======== TEXT TO READ ========

Once the app is installed, your files are held within a folder called “sync” on your drive. Files saved here are automatically synced to your account, which matches files stored online, unless you’re using selective sync to restrict certain files, which is something we’ll talk about later.
Sync.com treads the familiar path that Dropbox and others created: there’s a sync folder, controlled by a system tray icon that allows you to control your storage and settings. Clicking the system tray icon brings up your most recent files, including your “sync vault” cold storage files. From the panel that appears, you can also access your web panel, sync backup folder and settings.
The settings control panel has five tabs. The “options” tab allows you to change basic settings, such as desktop notifications. The “account” tab lets you change your password. You can view your network settings and current uploads or downloads under the “network” and “progress” tabs, respectively.
The web panel has more menus that allow you to view your files, both private and shared. The “file” view, as the name suggests, gives you a full list of your saved files, while “vault” lets you view and control your “sync vault” cold storage files.
If you’re sharing files, you can view and change access to them under the “sharing” tab, which shows a list of team shares and shared-file links. You can also view previous sign-ins and the account history under the “events” tab. Finally, you can add other users to your account (especially for business users) under the “users” tab.
Each file and folder saved in your Sync.com storage can be further modified by pressing the three-dots icon, which gives you controls over file sharing, downloading, deleting and moving your files, as well as accessing the relevant file versioning history for that file or folder. It isn’t possible to drag around files or folders, either; you’ll need to move them through this menu.

======== INFORMATION PROVIDED ========

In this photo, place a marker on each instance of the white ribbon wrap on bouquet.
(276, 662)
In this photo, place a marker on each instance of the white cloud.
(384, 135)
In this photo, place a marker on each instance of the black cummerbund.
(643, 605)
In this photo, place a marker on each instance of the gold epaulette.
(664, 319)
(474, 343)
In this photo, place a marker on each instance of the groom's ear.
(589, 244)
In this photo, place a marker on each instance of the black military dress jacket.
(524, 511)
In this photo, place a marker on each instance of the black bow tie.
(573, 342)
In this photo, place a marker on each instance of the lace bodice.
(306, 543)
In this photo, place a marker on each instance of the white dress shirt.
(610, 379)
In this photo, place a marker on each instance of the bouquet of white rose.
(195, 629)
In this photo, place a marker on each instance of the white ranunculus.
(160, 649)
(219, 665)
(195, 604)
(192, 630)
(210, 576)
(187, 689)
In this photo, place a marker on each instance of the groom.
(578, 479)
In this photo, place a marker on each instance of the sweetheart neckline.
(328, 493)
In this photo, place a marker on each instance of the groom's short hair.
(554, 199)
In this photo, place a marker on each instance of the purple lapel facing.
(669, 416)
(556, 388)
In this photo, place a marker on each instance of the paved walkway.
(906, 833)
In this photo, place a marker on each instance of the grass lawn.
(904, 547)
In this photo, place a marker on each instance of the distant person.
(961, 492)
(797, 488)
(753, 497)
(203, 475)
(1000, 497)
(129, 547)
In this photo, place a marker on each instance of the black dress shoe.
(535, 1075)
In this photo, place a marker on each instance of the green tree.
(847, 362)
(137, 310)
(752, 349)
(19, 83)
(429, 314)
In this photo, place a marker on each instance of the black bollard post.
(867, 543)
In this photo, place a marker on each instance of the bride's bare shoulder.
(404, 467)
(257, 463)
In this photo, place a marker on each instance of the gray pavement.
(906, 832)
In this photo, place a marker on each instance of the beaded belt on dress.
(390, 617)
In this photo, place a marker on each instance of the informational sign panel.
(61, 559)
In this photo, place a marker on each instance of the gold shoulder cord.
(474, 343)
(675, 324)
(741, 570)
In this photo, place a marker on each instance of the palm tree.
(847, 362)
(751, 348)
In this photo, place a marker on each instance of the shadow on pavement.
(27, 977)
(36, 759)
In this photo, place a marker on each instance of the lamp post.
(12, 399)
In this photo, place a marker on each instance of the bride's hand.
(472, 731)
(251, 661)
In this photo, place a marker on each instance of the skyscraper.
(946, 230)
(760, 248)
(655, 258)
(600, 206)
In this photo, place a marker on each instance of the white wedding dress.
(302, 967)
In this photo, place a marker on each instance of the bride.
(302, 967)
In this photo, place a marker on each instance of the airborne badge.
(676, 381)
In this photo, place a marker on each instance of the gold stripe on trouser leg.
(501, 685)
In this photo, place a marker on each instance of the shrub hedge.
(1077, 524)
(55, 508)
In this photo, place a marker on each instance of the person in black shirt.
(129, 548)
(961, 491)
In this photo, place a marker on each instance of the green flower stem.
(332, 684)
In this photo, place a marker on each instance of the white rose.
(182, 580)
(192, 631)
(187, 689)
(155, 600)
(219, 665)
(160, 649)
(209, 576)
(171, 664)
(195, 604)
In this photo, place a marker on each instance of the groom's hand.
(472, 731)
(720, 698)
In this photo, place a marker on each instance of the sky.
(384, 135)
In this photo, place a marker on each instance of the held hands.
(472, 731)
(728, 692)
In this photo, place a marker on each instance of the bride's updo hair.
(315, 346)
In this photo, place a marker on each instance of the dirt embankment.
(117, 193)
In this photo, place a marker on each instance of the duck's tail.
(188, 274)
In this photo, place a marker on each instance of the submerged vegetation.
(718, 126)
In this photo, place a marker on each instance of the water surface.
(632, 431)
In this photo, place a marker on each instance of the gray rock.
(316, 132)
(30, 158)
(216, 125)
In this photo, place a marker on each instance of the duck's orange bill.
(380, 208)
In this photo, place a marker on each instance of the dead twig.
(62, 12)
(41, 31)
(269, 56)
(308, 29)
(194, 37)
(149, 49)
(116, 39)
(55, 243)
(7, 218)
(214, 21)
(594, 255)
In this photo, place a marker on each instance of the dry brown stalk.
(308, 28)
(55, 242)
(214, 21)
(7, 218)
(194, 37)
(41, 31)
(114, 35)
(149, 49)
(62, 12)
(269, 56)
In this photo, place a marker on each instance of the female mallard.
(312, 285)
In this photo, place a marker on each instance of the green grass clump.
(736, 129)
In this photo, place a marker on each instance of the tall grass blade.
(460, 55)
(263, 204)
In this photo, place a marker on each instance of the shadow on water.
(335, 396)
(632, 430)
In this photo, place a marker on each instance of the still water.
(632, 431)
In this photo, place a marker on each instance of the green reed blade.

========
======== INFORMATION PROVIDED ========

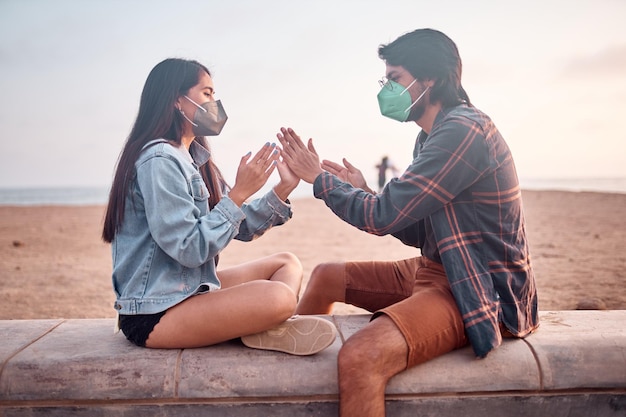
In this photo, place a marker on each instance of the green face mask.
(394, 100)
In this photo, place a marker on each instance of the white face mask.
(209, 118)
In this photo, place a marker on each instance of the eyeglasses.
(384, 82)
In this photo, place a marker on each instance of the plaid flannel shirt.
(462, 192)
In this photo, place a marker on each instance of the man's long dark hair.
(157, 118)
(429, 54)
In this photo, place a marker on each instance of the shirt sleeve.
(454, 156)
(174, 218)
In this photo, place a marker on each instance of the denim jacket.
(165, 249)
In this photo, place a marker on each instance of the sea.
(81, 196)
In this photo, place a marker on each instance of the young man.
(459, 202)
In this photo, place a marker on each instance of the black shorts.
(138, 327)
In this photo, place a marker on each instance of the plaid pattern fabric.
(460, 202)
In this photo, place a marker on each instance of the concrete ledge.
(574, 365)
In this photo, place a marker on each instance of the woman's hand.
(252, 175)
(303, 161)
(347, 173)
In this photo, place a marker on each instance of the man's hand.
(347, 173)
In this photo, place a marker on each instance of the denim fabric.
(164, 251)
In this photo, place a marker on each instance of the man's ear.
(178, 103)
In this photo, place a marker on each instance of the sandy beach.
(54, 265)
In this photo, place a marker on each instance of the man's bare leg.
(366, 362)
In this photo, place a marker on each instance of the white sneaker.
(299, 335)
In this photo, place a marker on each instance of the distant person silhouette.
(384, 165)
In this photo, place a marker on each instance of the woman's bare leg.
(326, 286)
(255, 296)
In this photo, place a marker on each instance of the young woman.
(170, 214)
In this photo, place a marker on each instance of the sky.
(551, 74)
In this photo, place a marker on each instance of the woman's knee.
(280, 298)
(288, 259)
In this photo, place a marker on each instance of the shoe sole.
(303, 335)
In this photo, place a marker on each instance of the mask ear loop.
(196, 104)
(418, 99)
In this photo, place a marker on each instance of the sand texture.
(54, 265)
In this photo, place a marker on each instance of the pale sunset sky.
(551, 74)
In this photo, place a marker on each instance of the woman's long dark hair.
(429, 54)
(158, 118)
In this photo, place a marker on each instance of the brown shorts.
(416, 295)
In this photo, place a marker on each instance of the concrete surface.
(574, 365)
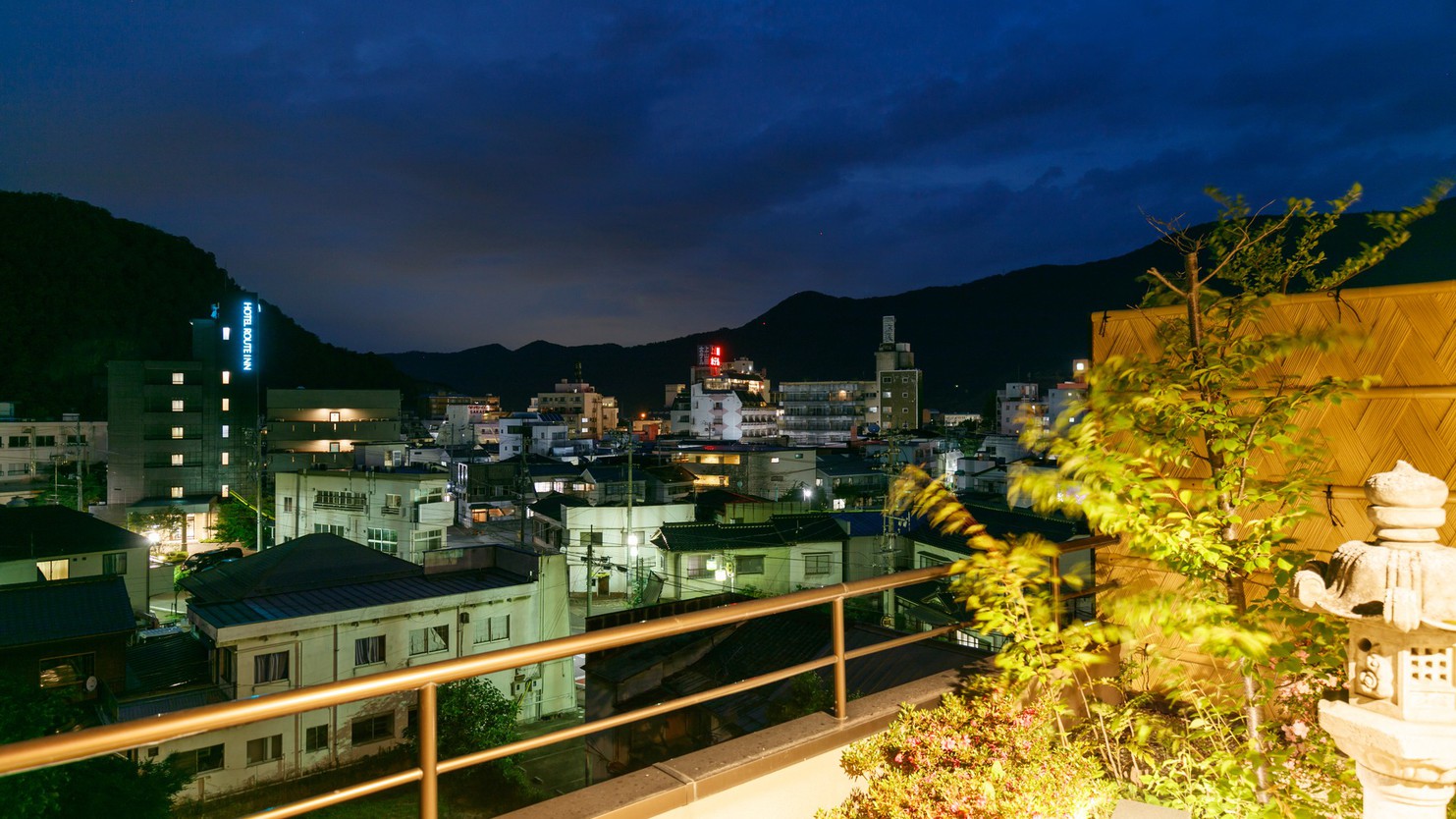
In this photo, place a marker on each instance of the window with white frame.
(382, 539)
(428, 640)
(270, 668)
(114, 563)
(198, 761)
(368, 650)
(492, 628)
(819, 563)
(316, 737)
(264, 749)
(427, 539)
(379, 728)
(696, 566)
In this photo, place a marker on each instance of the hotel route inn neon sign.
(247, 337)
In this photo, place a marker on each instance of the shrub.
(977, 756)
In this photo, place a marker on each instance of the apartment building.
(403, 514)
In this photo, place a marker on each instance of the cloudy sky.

========

### [DIRECTIONS]
• 1. Answer these questions from the Sync.com text, one line each, marked as below.
(a) What is the folder called that holds your files once the app is installed?
(b) How many tabs does the settings control panel have?
(c) Under which tab of the web panel can you view previous sign-ins and the account history?
• 2. For each statement, decide whether the Sync.com text agrees. Answer yes or no and quote the deciding words.
(a) Files and folders in Sync.com storage can be dragged to a new place.
(b) The "account" tab of the settings control panel lets you change your password.
(c) The web panel gives no way to see the "sync vault" cold storage files.
• 3. Pick up the Sync.com text after its last sentence and keep writing it.

### [OUTPUTS]
• 1.
(a) "sync"
(b) Five
(c) The "events" tab

• 2.
(a) No: "It isn’t possible to drag around files or folders, either; you’ll need to move them through this menu."
(b) Yes: "The “account” tab lets you change your password."
(c) No: "“vault” lets you view and control your “sync vault” cold storage files."

• 3.
Other providers, such as OneDrive, allow you to move files by dragging and dropping them into folders within the web application, which is arguably much simpler and easier to understand. You can learn more about this in our OneDrive review.
Dragging files into the web panel is similarly frustrating. You can’t drag and drop onto subfolders, and you’ll need to have the folder visibly open before you drop the file in. You also can’t drag a file out of the web panel to download it to your desktop; you’ll need to open the menu and choose the download option to do so.
Sync.com Mobile Apps
You can use your Sync.com storage on the go, with mobile apps available on Android and iOS. The apps are similar to the web panel, where you can view your files, access your cold storage vault, manage shared links and see your recent files. There’s also the option to turn on automatic uploads of your photos and videos to backup your files on the go.
The apps are fairly user-friendly, but have the same issue as the web panel; you can’t drag files and folders around, but instead have to move things using the menus.
Other apps do this much better, such as the Google Drive app, which lets you drag a file into a folder without any issue. It’s also why Google’s mobile apps make Google Drive one of the best cloud storage for Android.
File Sharing & Syncing
File syncing and sharing are ultimately what any cloud storage solution will be judged on. Sync.com has some good syncing features, but its file-sharing features are where it truly shines, hitting the top of our best cloud storage for sharing shortlist.
You can sync files by adding them to your Sync.com folder, or you can upload them manually using the web panel or mobile app. By default, files in this folder are synced to your account. You can’t add additional folders on your PC, like you can with pCloud and other providers. Instead, everything has to be saved in this folder for it to be synced.
If there’s a lot of data in your Sync.com account, you might worry about disk space usage. Thankfully, there are a few tricks you can use to reduce the impact on your drive. Selective sync allows you to store online files in certain folders without syncing them to your PC, saving you space in the process.
These preferences are device-specific, so you could keep your photos accessible on your desktop, but stop them from taking up space on your laptop.
If there are files and folders that you don’t want to sync to any of your devices, then you can drop them into your “sync vault” folder instead. As we’ve mentioned, this is a cold-storage vault that stays online; it isn’t synced to your devices at all.
The “sync vault” is ideal for backups or freeing up space on your hard drive or your phone. For example, you could move all of your photos and videos from your phone into the vault. You could then delete them from your phone to free up space, but you’ll still be able to access them from the mobile app.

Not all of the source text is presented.